→ **Stated problem**:
Can you update the material below by replacing "top-left" with "upper-left" throughout, keeping every other part the same?

═══ Extracted entries ═══

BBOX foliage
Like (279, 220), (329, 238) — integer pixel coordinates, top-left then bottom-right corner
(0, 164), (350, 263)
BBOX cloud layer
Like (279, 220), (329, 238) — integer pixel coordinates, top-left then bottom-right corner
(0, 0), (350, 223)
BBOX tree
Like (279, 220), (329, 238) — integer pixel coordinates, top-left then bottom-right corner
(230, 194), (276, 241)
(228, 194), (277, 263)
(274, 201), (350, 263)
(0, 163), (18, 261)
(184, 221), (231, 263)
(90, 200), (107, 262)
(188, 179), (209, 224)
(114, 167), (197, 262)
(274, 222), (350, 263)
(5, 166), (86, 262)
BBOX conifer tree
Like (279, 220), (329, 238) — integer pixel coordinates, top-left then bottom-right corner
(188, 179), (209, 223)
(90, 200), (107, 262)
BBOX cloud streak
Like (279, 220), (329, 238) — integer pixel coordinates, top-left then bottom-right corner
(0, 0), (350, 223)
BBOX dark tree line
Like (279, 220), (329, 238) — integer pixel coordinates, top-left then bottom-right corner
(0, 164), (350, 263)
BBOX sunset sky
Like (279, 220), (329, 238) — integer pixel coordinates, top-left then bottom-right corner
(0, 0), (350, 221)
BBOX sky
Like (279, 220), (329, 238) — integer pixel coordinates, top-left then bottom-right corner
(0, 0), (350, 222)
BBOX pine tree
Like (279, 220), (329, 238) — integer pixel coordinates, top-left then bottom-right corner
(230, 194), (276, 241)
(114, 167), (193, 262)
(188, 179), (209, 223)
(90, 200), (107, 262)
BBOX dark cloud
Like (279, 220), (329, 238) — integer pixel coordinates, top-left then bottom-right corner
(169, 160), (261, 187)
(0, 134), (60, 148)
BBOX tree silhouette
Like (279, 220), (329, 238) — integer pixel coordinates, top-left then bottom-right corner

═══

→ **Result of the exercise**:
BBOX foliage
Like (279, 220), (329, 238) — integer pixel coordinates, upper-left then bottom-right corner
(0, 164), (350, 263)
BBOX cloud layer
Like (279, 220), (329, 238) — integer pixel coordinates, upper-left then bottom-right corner
(0, 0), (350, 223)
BBOX tree
Like (279, 220), (329, 238) — integer pixel coordinates, upper-left then bottom-right corner
(230, 194), (276, 241)
(228, 194), (277, 263)
(274, 201), (350, 263)
(0, 163), (18, 261)
(184, 221), (231, 263)
(90, 200), (107, 262)
(188, 179), (209, 224)
(114, 167), (197, 262)
(274, 222), (350, 263)
(5, 166), (86, 262)
BBOX conifer tree
Like (279, 220), (329, 238) — integer pixel coordinates, upper-left then bottom-right corner
(188, 179), (209, 223)
(90, 200), (107, 262)
BBOX cloud streak
Like (279, 220), (329, 238) — integer pixel coordinates, upper-left then bottom-right corner
(0, 0), (350, 223)
BBOX dark tree line
Like (279, 220), (329, 238) — integer pixel coordinates, upper-left then bottom-right corner
(0, 164), (350, 263)
BBOX sunset sky
Like (279, 220), (329, 238) — integer pixel coordinates, upper-left then bottom-right corner
(0, 0), (350, 221)
BBOX sky
Like (279, 220), (329, 238) — integer pixel coordinates, upper-left then bottom-right corner
(0, 0), (350, 222)
BBOX pine tree
Like (279, 220), (329, 238) — integer pixel coordinates, upper-left then bottom-right corner
(230, 194), (276, 241)
(114, 167), (193, 262)
(188, 179), (209, 223)
(90, 200), (107, 262)
BBOX dark cloud
Like (279, 220), (329, 238) — integer pixel coordinates, upper-left then bottom-right corner
(169, 160), (261, 187)
(0, 134), (60, 148)
BBOX tree silhouette
Like (279, 220), (329, 238) — integer pixel coordinates, upper-left then bottom-right corner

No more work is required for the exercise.